▶ [INSTRUCTIONS TO FOLLOW]: In the copy, every line of the material that follows must appear exactly, and no pictures should.

:: RECORDS SUPPLIED ::

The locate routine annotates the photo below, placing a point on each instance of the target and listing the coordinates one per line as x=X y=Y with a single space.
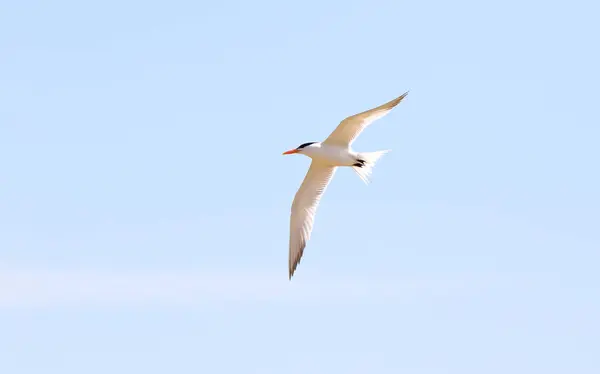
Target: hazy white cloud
x=35 y=287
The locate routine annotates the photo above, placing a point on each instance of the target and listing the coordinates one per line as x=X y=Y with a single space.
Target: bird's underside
x=321 y=172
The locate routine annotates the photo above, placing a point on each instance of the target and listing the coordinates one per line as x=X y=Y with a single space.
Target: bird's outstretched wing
x=351 y=127
x=304 y=208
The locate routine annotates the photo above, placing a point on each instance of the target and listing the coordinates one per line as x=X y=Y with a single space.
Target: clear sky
x=144 y=200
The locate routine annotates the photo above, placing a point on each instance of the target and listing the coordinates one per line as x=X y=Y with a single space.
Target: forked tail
x=365 y=164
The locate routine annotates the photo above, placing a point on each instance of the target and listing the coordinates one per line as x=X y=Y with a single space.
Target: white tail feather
x=370 y=158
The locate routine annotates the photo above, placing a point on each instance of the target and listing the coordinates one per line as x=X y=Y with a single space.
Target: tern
x=327 y=156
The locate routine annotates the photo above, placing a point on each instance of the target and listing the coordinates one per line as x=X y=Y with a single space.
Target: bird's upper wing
x=351 y=127
x=304 y=208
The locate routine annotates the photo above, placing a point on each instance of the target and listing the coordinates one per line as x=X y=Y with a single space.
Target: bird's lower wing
x=304 y=208
x=351 y=127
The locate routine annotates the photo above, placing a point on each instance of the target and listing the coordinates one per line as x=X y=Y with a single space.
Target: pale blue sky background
x=144 y=201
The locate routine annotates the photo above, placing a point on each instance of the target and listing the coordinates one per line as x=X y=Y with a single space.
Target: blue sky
x=144 y=201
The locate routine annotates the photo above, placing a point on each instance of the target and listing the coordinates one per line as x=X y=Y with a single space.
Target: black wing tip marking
x=294 y=264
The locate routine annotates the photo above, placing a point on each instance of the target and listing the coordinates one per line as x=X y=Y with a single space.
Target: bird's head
x=302 y=148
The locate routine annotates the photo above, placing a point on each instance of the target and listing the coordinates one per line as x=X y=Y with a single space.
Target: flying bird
x=327 y=156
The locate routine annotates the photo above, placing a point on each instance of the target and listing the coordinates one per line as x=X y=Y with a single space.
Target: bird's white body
x=327 y=156
x=332 y=155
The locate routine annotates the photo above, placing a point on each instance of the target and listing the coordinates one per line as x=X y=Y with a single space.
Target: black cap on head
x=305 y=145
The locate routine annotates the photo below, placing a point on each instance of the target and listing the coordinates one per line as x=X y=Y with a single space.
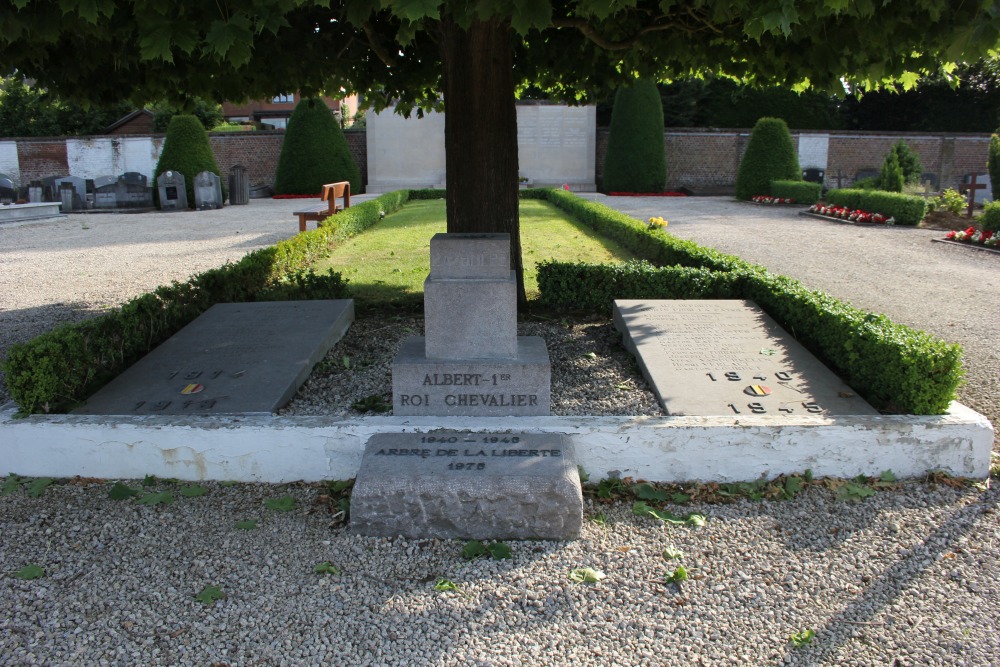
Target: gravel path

:::

▶ [TASK OUTPUT]:
The locate routine annotates the photo below, placing a point on each instance of the target and listing the coordinates one per line as x=X y=Y with a single space.
Target: hazy white cloud
x=35 y=287
The locate routine annotates the photo above, placing a point on each instance of the target and listing the coordinates one per line as x=X y=Y with a single space.
Target: bird's underside
x=321 y=172
The locate routine annotates the photo above, placing a point on each instance of the target and listing the coordinates one per line as x=X y=Y with a single space.
Target: bird's outstretched wing
x=351 y=127
x=304 y=208
The locate routine annotates the photo above, placing a point on each instance of the target and listing the coordinates one per line as x=X y=Y with a single space.
Target: clear sky
x=144 y=200
The locate routine annotates the photo above, placing a point on each instance of the target and listing the coordinates one per line as x=X y=Y with a single space.
Target: forked tail
x=365 y=164
The locate routine annotates the photo above, placing a point on each instance of the target and listing the coordinates one per line as x=X y=Y with a single space.
Target: white tail feather
x=370 y=158
The locate routine annotates the photo above, placing a point on each instance of the target and listing the coordinates one per line as x=X y=Y with a single space.
Target: tern
x=327 y=156
The locate routine annotates the photo above, placing a point on each instance of the target and listing the coordinates one per line as x=X y=Y with a single space.
Target: bird's upper wing
x=351 y=127
x=304 y=208
The locate routine annotates the photo above, placing a point on each instance of the target and listing the coordinates one per line as x=X y=Y with a single space.
Target: bird's lower wing
x=304 y=208
x=351 y=127
The locate routine annotates the photo above, placing a point on each instance of the target and listing the coordinates one per line as x=X y=Y with a single space.
Target: pale blue sky background
x=144 y=201
The locate routine annotates the photo above, placing a point on each instance of the target and listing the coordinates one per line as x=X y=Y with a single space.
Target: blue sky
x=144 y=201
The locate routine annotates the photo above, placing a point on each instance of the target and listing the coordinates one per line as x=X y=Y with a single space.
Target: black wing tip marking
x=294 y=264
The locate routine annotates the photo above, placing a point on each instance of the target and listing the coordinates one per line as x=X y=Y with a single space.
Target: bird's head
x=302 y=148
The locate routine annotates the photo above, placing a point on each instance of the target and listing the coordinates one per line as x=X y=Y with a single space.
Target: flying bird
x=327 y=156
The locate routine annotates the photo above, placing a point on each instance of the target and listing the coordinates one per line as x=X y=Y with a single space.
Target: bird's white body
x=327 y=156
x=332 y=155
The locate routine annotates the photo above, placing a point on each instance of the target and listing the coordinates one per line as x=X y=Y with a single space.
Target: black cap on head
x=305 y=145
The locate routine annotates the photo below, placing a point on each instance of the target and listing the coordinates one per line as x=X y=Y with a single space.
Target: gravel path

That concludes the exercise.